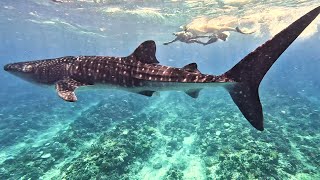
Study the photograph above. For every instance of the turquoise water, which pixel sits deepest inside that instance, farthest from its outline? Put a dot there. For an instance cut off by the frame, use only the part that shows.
(109, 134)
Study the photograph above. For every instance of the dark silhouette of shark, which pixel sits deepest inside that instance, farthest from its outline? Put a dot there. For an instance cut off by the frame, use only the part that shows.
(140, 72)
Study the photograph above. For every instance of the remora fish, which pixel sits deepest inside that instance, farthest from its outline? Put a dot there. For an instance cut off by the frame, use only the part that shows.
(141, 73)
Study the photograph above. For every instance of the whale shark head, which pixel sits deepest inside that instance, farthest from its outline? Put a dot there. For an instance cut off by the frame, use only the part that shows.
(23, 70)
(40, 71)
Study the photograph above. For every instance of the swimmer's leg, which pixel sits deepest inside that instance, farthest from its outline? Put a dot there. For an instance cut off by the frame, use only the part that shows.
(211, 40)
(222, 36)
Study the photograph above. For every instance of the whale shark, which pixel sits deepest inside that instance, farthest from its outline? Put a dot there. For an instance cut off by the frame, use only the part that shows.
(141, 73)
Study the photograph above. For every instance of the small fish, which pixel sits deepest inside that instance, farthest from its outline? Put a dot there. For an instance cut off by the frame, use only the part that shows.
(141, 72)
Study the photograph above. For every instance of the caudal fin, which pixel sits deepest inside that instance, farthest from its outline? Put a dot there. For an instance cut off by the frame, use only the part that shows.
(250, 71)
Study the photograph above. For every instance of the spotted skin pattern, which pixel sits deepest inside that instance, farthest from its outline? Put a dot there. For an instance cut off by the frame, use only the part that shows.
(141, 72)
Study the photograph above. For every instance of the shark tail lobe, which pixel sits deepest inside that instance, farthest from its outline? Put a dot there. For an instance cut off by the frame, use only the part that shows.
(249, 72)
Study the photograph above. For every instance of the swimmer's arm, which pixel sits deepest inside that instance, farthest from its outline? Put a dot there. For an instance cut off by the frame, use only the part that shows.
(176, 39)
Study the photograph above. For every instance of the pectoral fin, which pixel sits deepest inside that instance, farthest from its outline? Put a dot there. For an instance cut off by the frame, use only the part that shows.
(66, 87)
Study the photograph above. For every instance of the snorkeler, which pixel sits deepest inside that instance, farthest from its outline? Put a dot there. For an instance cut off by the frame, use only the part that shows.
(204, 28)
(188, 37)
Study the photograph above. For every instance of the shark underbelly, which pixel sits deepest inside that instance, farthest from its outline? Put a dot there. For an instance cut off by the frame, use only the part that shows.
(156, 86)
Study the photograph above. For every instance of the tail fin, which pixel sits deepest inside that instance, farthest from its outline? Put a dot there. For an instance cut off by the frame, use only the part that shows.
(250, 71)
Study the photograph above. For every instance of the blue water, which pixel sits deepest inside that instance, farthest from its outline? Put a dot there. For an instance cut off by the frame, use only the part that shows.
(119, 135)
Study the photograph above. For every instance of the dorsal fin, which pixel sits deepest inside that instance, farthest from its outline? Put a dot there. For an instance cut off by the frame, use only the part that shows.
(146, 52)
(192, 67)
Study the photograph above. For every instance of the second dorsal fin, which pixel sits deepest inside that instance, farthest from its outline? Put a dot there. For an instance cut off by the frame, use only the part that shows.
(146, 53)
(192, 67)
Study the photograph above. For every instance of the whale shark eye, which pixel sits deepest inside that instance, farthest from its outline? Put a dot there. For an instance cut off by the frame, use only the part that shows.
(27, 68)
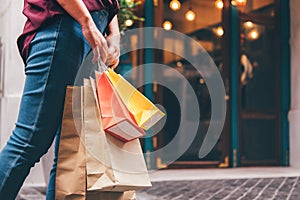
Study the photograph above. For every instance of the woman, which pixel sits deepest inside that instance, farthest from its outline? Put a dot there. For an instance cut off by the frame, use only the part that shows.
(57, 36)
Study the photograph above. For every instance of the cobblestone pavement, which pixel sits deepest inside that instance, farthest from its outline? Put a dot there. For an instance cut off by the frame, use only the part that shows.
(230, 189)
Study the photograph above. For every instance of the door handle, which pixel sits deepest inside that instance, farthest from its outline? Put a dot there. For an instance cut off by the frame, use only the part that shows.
(1, 69)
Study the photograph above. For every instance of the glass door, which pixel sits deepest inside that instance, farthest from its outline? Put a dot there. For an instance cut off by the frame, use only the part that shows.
(259, 84)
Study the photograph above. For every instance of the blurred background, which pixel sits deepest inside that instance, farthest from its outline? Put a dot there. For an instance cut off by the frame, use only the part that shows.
(254, 44)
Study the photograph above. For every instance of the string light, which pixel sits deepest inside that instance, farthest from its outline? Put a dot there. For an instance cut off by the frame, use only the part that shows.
(167, 25)
(239, 3)
(129, 1)
(190, 15)
(175, 5)
(219, 31)
(219, 4)
(248, 24)
(128, 22)
(253, 35)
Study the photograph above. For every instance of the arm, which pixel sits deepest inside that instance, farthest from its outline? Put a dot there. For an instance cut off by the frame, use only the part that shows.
(113, 42)
(78, 10)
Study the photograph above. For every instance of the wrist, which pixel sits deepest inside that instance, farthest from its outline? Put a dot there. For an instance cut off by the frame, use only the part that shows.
(85, 21)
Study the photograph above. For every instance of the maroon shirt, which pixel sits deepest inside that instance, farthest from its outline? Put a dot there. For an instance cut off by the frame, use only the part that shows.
(39, 12)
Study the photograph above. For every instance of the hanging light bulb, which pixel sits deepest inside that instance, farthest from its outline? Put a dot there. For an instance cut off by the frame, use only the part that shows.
(239, 3)
(219, 31)
(129, 1)
(167, 25)
(190, 15)
(128, 22)
(175, 5)
(248, 24)
(253, 35)
(219, 4)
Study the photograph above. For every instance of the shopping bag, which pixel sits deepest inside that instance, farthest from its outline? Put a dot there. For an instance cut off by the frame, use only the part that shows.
(145, 113)
(117, 119)
(111, 164)
(75, 161)
(70, 180)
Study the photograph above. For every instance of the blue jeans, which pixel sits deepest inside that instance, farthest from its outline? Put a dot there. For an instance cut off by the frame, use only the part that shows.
(56, 53)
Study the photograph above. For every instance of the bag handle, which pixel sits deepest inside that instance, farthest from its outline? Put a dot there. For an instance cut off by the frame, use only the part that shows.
(101, 66)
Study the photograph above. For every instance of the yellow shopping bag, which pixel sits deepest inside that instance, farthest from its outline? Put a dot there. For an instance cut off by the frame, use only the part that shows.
(145, 113)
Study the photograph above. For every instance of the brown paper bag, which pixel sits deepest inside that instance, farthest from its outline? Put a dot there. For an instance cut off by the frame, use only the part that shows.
(70, 175)
(78, 170)
(113, 165)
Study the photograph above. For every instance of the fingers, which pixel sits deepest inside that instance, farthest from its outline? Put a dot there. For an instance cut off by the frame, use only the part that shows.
(113, 56)
(100, 52)
(114, 64)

——

Exercise prompt
The whole listing must be transcribed exactly. No pictures belong in the copy.

Exercise output
Study the photograph above. For every instance of the turquoise water, which pixel sits deepest inside that instance, farthest from its outline? Put a dot there. For an instance cut off by the frame, use only the part that shows.
(109, 134)
Study the photograph above. For every instance of the dark silhouette of shark, which pixel sits deepest inside that instance, farthest from its outline? Put a dot there. For an instance cut off by the frame, use only the part that shows.
(140, 72)
Study the photograph above. For every instance of the remora fish, which pixel sits deepest inside that instance, farthest from its outline? Put a dot there. For an instance cut off by the frame, use only the part that shows.
(141, 73)
Study the photograph above. For every instance of the whale shark head, which pixel sits deepest inside that instance, farthest from its outline? Put a dot there. For an instance cut off by the frame, use only the part that shows.
(23, 70)
(40, 71)
Study the photograph above. For every instance of the swimmer's leg, which pixel sits deepest inside that instance, farthest from its outline? Put a dot there. For an instance cut off by the frame, use only the part that shows.
(211, 40)
(222, 36)
Study the photograph above. For every instance of the whale shark, which pixel sits deepest inside that instance, farthest from its outline? Put a dot there. For an instance cut off by the frame, use only the part that shows.
(141, 73)
Study the photograph above. For every instance of the small fish, which pixel sits deepest inside that instance, farthest from its outline? Put a dot there. For an instance cut off by the frame, use only the part that shows.
(141, 72)
Study the photograph above. For every instance of the caudal fin, which pixel sits deepest inside that instance, farthest from its outline? Put a dot there. For an instance cut off by the frame, use only the part that shows.
(250, 71)
Study the photograph above. For every instance of the spotted skin pattern, which pixel sits deepest inside that instance, farthest from its outline? Put a dot there. For an instance cut off by the frame, use only the part that shows.
(141, 72)
Study the photograph above. For every instance of the shark tail lobe, which pixel sits deepest inside that instance, farthest from its outline? Put a dot there. For an instance cut off by the frame, use only the part that shows.
(249, 72)
Study the photograph above. For every instance of the swimmer's arm, which pixel sits deepest inside that instance, farthest from its outline? Put a dot there. For an instance cut off by the frame, use only the part that shows.
(176, 39)
Study the photograph above. For every instance of the pectoral fin, which pixel sits deepest inside that instance, farthest from its outline? Put a dot there. For an instance cut off by the frame, use only the part that shows.
(66, 87)
Study the photograph above. For every instance of the snorkeler, which pixel sits deepest inside that instance, farthest from its outline? Put a dot there. For an instance cut off by the frame, use only the part that shows.
(204, 28)
(188, 37)
Study the photograph above. For every instance of the shark underbelly, which pixel sits deepest inside that instance, farthest from its outline? Put a dot there. For an instance cut off by the frame, use only the part that shows.
(156, 86)
Study the photograph above. For every instance of the tail fin, which pixel sits deepest inside that instance, farthest from its outline? Put a dot there. For an instance cut off by the frame, use only the part that shows.
(250, 71)
Study the photograph above. For every instance of the blue water, which pixel sits deepest inside that instance, farthest from its outline? Put a dot there. For an instance cut off by the frame, use only the part that shows.
(119, 135)
Study the photograph above. For every instance of the dorsal fin, which pixel sits deepest inside that instance, farthest from its outline? Put a dot there. For an instance cut off by the frame, use only the part that shows.
(146, 52)
(192, 67)
Study the photograph above. For every instance of the second dorsal fin, which pixel sits deepest inside that instance, farthest from its outline? Put a dot there. For an instance cut off by the frame, use only the part that shows.
(146, 53)
(192, 67)
Study the photograph above. For every instance of the whale shark eye, which pixel sits deepest inside that instance, farthest from its outline? Put a dot there. For an instance cut off by the frame, use only the part that shows.
(27, 68)
Study the photograph above. For every instance of the woman, which pixel sits deepest inside that instance, farthest from its outline? Put a dot there. For an instance cut off by the frame, use only the part that shows.
(57, 36)
Study the photograph above. For every instance of the cobblestone pavement, which pixel sits deepest inside that instance, farthest from its outline? Put a dot there. For an instance cut off by the frame, use only the part that shows.
(230, 189)
Study the photograph above. For every instance of the door handle, which pixel sits deepest inside that instance, farthest from its outline? Put a dot there. For an instance cut off by the frame, use only the part that shows.
(1, 69)
Study the photograph above. For every instance of the glass door, which pixel sits deepest inside that instance, farthest from its outline? Put a dot there. For an instance cut off by the frame, use only the part that shows.
(259, 84)
Study the photograph above. For every instance of the blurred background, which pixel sits deepest inside that instance, farthest from its outline? Put a dot there. For an instance cut off by the frame, use only the part that shows.
(254, 44)
Study the photograph above. For every instance of the string light, which pixel sits deepest inside that instance, farthest from its outline? Put a dot there. For an instance cut off by the frame, use only the part that shows.
(167, 25)
(239, 3)
(129, 1)
(190, 15)
(175, 5)
(219, 31)
(219, 4)
(248, 24)
(128, 22)
(253, 35)
Study the photograph above. For every instance of the arm, which pixel sits deepest inside that instance, farthest from its outline? Put a dot there. For an instance cut off by the frame, use only the part that shows.
(113, 42)
(78, 10)
Study the photograph above. For every instance of the wrist, which pixel sits deepest inside that instance, farthest from its outline? Put a dot there. For an instance cut off by the frame, use only the part that shows.
(85, 21)
Study the photograph above. For every instance of the maroon shirt, which pixel sits deepest inside that instance, farthest from its outline? Put a dot there. For an instance cut off by the frame, use only the part that shows.
(39, 12)
Study the photograph above. For every instance of the hanging light bulb, which pixel sits deepest inside that instance, farthest from its outline? Put a dot there. For an instance cut off by the frame, use only the part that shows.
(239, 3)
(219, 31)
(129, 1)
(167, 25)
(190, 15)
(128, 22)
(175, 5)
(248, 24)
(253, 35)
(219, 4)
Study the photograph above. For every instance of the shopping bag, which pixel sits deepest inside that instance, farthest from its outline? Put a dot there. For an instance cut off by the frame, use only the part that shows.
(145, 113)
(117, 119)
(111, 164)
(75, 161)
(70, 180)
Study the photograph above. For every instance of the blue jeans, which pixel sits deepest inside that instance, farthest from its outline? Put a dot there. For an instance cut off by the frame, use only the part that shows.
(56, 53)
Study the photograph above. For every instance of the bag handle, which pixel sits deepest inside that instance, farthest from its outline? Put a dot there. For an instance cut off by the frame, use only the part that shows.
(101, 66)
Study the photograph above. For every instance of the yellow shopping bag, which pixel sits deepest inside that instance, farthest from its outline? Put a dot there. For an instance cut off by the frame, use only the part that shows.
(145, 113)
Study the photograph above. For every instance of the brown paper bag, which pixel sits deepest inside that instance, farthest from its outline? Put a dot there. For an instance cut off by the frame, use only the part that shows.
(70, 175)
(78, 170)
(113, 165)
Study the photograph above. For every instance of the fingers, which pixel sits deepest inside that instance, farthest from its outline? Put a dot there. For an instance cut off by the frame, use only the part that shows.
(113, 56)
(100, 52)
(114, 64)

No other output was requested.